Vanishing Men is a 1932 American Western film directed by Harry L. Fraser and starring Tom Tyler, Adele Lacy, and Raymond Keane. The film depicts the story of Russ Whitely (Keane), a young man who has become involved with cattle rustling, his complicated relationship with Sheriff Doug Barrett (Tyler), and his eventual redemption. Critical reception to the film was mixed, and it is now believed to be a lost film.

Plot 
Russ Whitely has become involved in Heck Claiborne's cattle rustling. Facing arrest by Sheriff Doug Barrett, Claiborne's associate Luke Grimes shoots and kills O'Hara, the sheriff's deputy. Barrett asks Diane Melville to help influence Whitely to abandon his criminal connections, and hires gunslinger Bat Morrison as his new deputy. Morrison kills Grimes when he resists arrest. Claiborne informs Whitely of a plan to ambush and kill Barrett, but Whitely warns the sheriff. Unable to arrest the man who saved his life, Barrett resigns, and the new sheriff, Baker, tells Morrison to stop the rustlers. Morrison arrests Whitely, but Claiborne's gang meets them at the jail. Morrison shoots Whitely, and is killed in turn by Barrett. Baker arrests Claiborne and his gang, except the injured Whitely, who is allowed to return to his ranch and begin a new life.

Cast 

Tom Tyler as Sheriff Doug Barrett
Adele Lacy as Diane Melville
Raymond Keane as Russ Whitely
William L. Thorne as Bat Morrison
John Elliott as Heck Claiborne
Robert Seiter as O'Hara
Charles King as Butch Grimes
James A. Marcus as Baker
Dick Dickinson as Luke Grimes

Hollywood Filmograph remarked on Raymond Keane's return to film acting after an absence of over a year.

▸ Goals
1. In the article on the film Vanishing Men, who shoots and kills the sheriff's deputy O'Hara?
2. Pick up the article on the 1932 film Vanishing Men after its final sentence and write a few more lines in the same manner.

▸ Data segment
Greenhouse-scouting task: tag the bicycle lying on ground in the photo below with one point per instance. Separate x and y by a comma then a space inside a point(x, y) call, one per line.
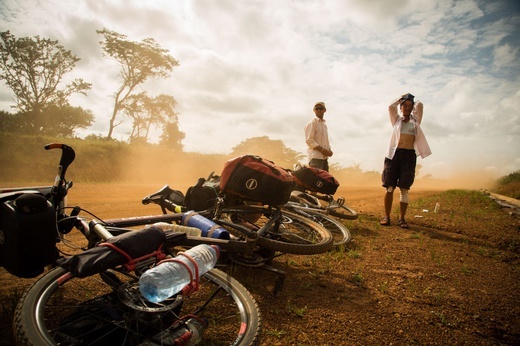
point(276, 229)
point(101, 303)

▸ Answers
1. Luke Grimes

2.
Production 
In 1931, the newly formed Monogram Pictures announced the titles of its first 28 films, to be produced and released over the following year, including eight Westerns starring Tom Tyler. Vanishing Men was released in the United States on April 15, 1932, and in the UK on June 3. In 1937, the film was re-released by Astor Pictures.

Reception and legacy 
Critical reception of the film was mixed. Writing for the Motion Picture Herald, Rita McGoldrick did not regard the film positively, and considered it most suited for an adult audience. The Los Angeles branch of the American Association of University Women wrote that the film offered "stilted" dialogue and "average entertainment value", but that its moral theme made it suitable for children as young as eight years old. Despite this initially mixed reception, The Film Daily'''s 1939 examination of the industry listed Vanishing Men as one of the Monogram films that "excited the admiration of followers" of the Western genre.

As with many of Monogram's films, Vanishing Men'' is believed to be lost.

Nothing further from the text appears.